Il caso di Anna Anderson: era davvero Anastasia?

Nel 1920 esplose, come un fulmine a ciel sereno, il caso di Anna Anderson. Una donna che affermava di essere la granduchessa Anastasia. Il caso finì sotto i riflettori e per un breve lasso di tempo si credette che fosse tutto vero, fino a quando furono effettuati tutti i test del DNA.

La donna che dichiarava di essere Anastasia fu ricoverata presso un ospedale psichiatrico di Berlino, stando a quanto lei stessa raccontò, all’epoca dei fatti aveva solo 16 anni e grazie ad un soldato riuscì a fuggire. L’uomo l’avrebbe dapprima portata in Romania dove per anni ha abusato sessualmente di lei (dagli abusi sarebbe nato anche un bambino). Riuscita a fuggire, la donna si sarebbe recata a Berlino dove presa da un momento di disperazione avrebbe tentato il suicidio.

Anna Anderson
A sinistra Anastasia e a destea Anna Anderson

Furono eseguiti test sulla calligrafia, la morfologia e la fisionomia, la prova ritenuta schiacciante fu quella delle orecchie, identiche a quelle della granduchessa. Durante il processo emerse però che la donna altri non era che Franziska Schanzkowska, un’operaia originaria della Romania scampata all’esplosione della fabbrica in cui lavorava. Anna Anderson visse in America dove finì i suoi giorni in manicomio, morì di polmonite nel 1984.

Dati in ingresso:
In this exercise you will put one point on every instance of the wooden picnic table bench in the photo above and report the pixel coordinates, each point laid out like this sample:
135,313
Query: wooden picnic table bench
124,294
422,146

Attività richieste:
a) Nell'estratto su Anna Anderson, quale prova fu considerata schiacciante?
b) Riporta senza modifiche il passo dell'estratto su Anna Anderson che va da "Furono eseguiti test" fino a "polmonite nel 1984.".
Per rispondere ci si deve basare esclusivamente sull'estratto.

Soluzioni per attività:
a) Quella delle orecchie, identiche a quelle della granduchessa.

b)
Furono eseguiti test sulla calligrafia, la morfologia e la fisionomia, la prova ritenuta schiacciante fu quella delle orecchie, identiche a quelle della granduchessa. Durante il processo emerse però che la donna altri non era che Franziska Schanzkowska, un’operaia originaria della Romania scampata all’esplosione della fabbrica in cui lavorava. Anna Anderson visse in America dove finì i suoi giorni in manicomio, morì di polmonite nel 1984.